+++ GIVEN RECORDS
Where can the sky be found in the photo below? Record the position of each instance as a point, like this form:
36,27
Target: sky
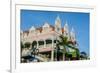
77,20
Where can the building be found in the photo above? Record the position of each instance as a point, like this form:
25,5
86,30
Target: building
47,35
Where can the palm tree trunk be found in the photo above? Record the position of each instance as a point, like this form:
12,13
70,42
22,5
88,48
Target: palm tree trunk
63,56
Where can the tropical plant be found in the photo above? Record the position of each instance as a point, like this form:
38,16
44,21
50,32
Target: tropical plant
27,45
65,43
22,46
83,55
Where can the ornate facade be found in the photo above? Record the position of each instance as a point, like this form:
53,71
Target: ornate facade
45,33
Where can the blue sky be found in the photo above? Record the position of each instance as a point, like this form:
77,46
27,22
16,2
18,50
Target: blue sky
79,21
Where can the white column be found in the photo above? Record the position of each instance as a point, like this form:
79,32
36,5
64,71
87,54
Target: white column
52,52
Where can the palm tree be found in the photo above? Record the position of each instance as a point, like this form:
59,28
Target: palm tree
64,42
22,46
83,55
27,45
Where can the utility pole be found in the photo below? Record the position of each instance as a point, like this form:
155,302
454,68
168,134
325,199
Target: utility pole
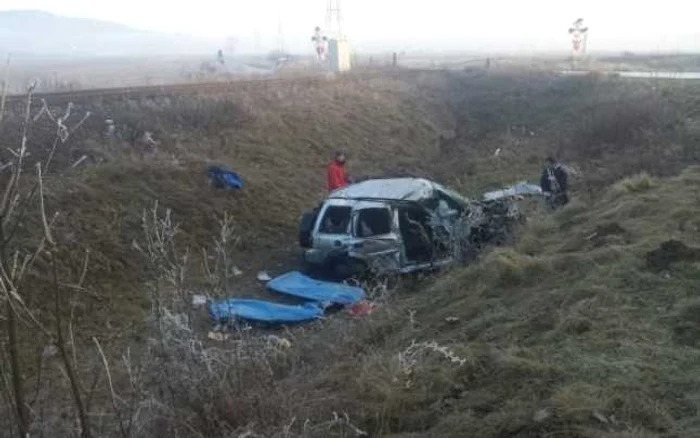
334,19
579,35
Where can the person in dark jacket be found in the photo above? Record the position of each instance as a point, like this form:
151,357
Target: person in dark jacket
554,183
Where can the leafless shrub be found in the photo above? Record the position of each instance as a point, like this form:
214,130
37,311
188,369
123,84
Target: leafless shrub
17,263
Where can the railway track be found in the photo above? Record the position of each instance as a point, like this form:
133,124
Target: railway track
190,88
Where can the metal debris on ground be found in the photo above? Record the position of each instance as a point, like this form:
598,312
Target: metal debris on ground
218,336
522,188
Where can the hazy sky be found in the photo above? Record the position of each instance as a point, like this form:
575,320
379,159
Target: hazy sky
490,25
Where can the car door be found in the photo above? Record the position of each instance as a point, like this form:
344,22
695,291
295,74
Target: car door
375,238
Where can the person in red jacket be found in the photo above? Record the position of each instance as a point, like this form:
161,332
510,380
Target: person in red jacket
337,177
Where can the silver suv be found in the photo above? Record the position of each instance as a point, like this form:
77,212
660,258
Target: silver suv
395,225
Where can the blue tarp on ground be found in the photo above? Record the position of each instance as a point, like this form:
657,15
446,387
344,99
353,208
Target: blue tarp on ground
221,178
299,285
262,311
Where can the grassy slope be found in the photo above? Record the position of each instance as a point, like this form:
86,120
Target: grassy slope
568,327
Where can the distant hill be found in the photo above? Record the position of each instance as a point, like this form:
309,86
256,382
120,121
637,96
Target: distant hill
41,33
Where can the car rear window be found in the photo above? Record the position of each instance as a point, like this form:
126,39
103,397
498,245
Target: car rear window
373,222
335,220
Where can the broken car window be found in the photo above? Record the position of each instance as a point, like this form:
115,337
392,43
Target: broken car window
373,222
335,220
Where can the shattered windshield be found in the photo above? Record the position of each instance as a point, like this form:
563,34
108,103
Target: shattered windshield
373,222
335,220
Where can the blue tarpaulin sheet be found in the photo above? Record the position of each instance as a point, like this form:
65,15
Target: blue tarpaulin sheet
262,311
299,285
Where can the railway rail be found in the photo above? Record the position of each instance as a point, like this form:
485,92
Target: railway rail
196,88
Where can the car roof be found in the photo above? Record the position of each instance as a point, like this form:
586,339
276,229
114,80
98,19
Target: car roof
398,189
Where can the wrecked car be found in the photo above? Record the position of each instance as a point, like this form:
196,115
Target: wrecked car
399,225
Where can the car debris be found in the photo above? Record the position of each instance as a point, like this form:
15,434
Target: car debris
522,188
400,225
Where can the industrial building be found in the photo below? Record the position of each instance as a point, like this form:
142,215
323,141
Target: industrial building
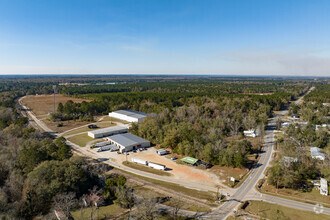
105,132
128,142
190,160
128,115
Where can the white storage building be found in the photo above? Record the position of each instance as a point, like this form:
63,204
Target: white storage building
139,161
105,132
128,115
127,142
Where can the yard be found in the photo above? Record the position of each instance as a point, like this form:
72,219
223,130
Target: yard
80,139
146,169
311,197
104,212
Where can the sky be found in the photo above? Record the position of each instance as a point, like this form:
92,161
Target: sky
225,37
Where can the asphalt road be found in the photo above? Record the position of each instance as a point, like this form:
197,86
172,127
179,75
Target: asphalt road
244,192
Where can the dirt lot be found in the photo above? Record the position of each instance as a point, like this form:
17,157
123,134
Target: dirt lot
44,104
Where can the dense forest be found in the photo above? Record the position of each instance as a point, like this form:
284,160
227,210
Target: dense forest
203,118
297,140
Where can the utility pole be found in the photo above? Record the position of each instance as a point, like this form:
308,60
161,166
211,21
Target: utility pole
54,88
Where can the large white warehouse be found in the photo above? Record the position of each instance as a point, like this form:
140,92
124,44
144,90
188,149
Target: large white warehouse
105,132
128,115
127,142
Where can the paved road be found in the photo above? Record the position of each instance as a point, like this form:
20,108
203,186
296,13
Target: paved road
245,191
87,152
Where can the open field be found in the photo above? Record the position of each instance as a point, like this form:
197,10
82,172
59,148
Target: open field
44,104
101,124
146,169
271,211
81,139
183,172
184,204
201,195
104,212
310,197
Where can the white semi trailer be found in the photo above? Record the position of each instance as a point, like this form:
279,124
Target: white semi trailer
101,144
156,166
139,161
111,147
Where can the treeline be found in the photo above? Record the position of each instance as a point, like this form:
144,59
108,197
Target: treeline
201,127
321,94
202,85
296,144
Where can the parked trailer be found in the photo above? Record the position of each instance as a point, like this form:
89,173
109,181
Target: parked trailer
156,166
111,147
139,161
101,144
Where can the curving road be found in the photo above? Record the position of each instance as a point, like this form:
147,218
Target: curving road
245,192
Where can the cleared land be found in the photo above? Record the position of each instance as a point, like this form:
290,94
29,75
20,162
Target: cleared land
311,197
80,139
272,211
42,105
146,169
104,212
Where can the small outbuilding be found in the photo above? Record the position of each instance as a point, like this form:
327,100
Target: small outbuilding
128,142
105,132
128,115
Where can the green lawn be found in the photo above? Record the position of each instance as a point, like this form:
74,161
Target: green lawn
311,197
207,195
104,212
85,128
146,169
80,139
272,211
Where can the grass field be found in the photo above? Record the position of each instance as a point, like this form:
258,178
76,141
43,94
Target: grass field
85,128
80,139
104,212
206,195
271,211
310,197
146,169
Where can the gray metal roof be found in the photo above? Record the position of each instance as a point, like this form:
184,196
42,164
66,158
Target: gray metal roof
109,129
127,139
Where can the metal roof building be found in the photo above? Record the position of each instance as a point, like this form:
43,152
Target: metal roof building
104,132
128,115
127,142
190,160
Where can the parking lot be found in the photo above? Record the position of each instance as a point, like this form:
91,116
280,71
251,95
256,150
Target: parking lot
178,171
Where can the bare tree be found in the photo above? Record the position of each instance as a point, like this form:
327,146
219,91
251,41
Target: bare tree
146,209
65,202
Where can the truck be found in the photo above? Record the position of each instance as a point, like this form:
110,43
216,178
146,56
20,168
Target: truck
139,161
110,147
101,144
156,166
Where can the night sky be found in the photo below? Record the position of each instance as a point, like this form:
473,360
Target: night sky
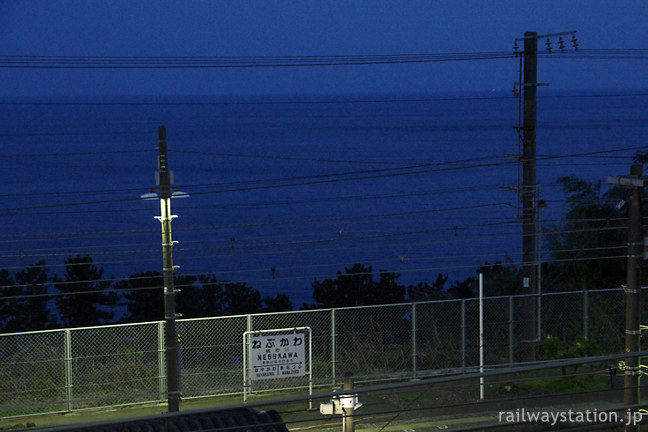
312,28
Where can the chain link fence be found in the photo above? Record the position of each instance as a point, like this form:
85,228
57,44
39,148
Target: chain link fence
83,368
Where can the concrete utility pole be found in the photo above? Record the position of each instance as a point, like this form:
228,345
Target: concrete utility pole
635,183
530,190
171,336
529,185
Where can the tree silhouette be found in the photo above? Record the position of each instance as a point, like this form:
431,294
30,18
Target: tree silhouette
357,287
31,311
86,300
143,294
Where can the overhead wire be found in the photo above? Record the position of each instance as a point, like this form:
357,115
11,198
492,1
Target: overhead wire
208,62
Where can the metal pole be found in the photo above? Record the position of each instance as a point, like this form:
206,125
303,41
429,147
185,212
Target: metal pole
481,335
529,234
333,348
171,335
463,336
348,420
414,342
633,294
67,335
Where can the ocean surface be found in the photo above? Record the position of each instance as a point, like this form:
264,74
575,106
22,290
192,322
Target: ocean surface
283,191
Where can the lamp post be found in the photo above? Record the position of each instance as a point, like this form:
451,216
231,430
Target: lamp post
172,348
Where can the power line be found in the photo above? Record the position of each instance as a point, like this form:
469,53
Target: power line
133,62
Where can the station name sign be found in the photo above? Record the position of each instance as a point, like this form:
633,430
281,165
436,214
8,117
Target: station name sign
277,356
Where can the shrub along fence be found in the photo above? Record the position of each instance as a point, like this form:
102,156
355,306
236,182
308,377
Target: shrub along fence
115,365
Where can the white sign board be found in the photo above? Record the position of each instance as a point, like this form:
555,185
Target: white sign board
277,356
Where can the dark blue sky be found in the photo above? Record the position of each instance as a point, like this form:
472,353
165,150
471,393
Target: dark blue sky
288,28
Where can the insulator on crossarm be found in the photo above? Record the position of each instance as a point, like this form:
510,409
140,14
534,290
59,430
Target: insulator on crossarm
575,42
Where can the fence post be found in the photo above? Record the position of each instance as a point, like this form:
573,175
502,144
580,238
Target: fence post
585,313
463,335
333,347
68,368
414,371
511,322
161,364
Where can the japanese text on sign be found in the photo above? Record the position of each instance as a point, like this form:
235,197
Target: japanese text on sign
277,356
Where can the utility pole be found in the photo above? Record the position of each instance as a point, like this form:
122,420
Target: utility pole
530,189
172,351
632,368
529,91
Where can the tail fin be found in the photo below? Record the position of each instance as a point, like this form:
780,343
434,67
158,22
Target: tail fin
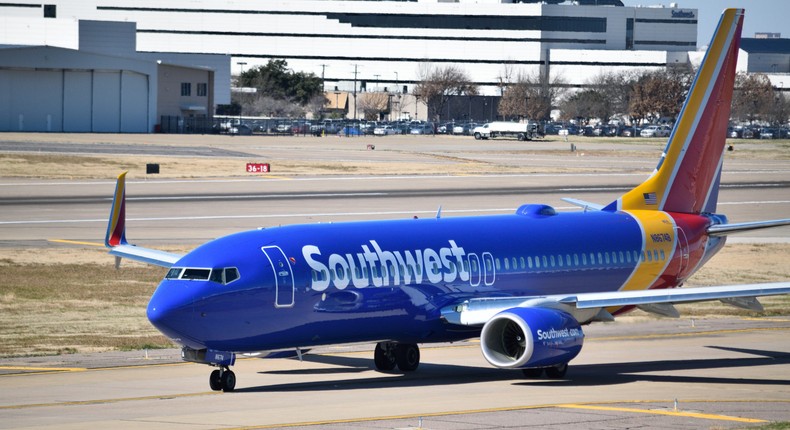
116,227
686,179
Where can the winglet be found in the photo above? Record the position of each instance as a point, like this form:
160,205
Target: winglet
116,227
116,234
686,178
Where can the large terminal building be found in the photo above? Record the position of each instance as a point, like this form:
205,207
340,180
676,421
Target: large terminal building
353,45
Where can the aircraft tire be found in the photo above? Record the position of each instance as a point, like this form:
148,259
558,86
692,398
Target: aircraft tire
215,380
228,381
383,357
558,371
407,355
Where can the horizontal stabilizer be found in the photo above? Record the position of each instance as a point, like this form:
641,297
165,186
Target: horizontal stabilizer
587,206
675,295
476,312
725,229
145,255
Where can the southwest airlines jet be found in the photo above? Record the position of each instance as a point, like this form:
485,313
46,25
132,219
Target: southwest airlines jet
524,283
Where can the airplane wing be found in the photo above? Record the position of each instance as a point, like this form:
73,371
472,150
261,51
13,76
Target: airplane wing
476,312
115,239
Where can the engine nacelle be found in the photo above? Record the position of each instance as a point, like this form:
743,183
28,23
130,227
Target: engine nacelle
531,337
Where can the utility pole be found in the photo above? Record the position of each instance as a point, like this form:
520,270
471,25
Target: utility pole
323,69
355,90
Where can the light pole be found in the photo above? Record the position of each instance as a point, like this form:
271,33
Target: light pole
241,72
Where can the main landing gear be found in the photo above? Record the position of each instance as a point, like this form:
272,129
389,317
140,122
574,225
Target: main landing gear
222,379
388,355
553,372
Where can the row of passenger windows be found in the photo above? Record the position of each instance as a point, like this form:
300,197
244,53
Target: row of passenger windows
220,276
598,259
580,260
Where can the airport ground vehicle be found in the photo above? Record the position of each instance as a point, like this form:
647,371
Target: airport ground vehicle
519,130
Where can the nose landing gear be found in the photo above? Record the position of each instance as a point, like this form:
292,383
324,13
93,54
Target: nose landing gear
222,379
388,355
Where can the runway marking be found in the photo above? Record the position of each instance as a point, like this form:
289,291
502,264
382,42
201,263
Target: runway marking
106,401
75,242
689,334
589,406
40,370
661,412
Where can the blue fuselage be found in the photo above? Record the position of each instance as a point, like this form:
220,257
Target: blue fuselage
305,285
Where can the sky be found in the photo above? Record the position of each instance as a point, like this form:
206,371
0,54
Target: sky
772,16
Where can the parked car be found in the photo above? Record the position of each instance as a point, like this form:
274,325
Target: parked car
631,131
241,130
385,130
425,128
655,131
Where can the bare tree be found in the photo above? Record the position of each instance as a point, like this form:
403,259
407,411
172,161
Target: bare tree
373,104
531,96
753,98
659,94
438,84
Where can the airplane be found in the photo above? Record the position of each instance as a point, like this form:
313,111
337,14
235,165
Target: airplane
524,283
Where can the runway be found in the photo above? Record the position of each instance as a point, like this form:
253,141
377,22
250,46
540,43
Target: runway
716,373
722,373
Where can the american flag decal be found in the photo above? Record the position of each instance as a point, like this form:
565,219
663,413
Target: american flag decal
650,198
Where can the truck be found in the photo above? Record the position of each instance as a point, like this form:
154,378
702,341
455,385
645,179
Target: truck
519,130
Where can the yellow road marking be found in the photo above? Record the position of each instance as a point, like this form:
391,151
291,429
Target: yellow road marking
44,369
274,177
660,412
523,408
75,242
689,334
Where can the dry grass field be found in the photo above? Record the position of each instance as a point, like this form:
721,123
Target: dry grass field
70,299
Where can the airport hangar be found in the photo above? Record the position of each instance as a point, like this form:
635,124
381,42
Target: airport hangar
359,45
++++++
» **WHAT IS EXPECTED**
Each line above that carries the string "below" has to be returned.

» **OUTPUT OF THE EXERCISE**
Where can the sky be found in the photo below? Record the position of each instance as a point, like this form:
Where can the utility pole be found in the photo below? Record the position of each instance as a point, like this form:
Where can the industrial building be found in the photo below? Record the position of each instance as a point, like this form:
Where can the night sky be found in the photo below? Record the position of each instance as a point, like this form:
Where can the tail fin be found in the photo below? Record the position of each instance as a point, like this form:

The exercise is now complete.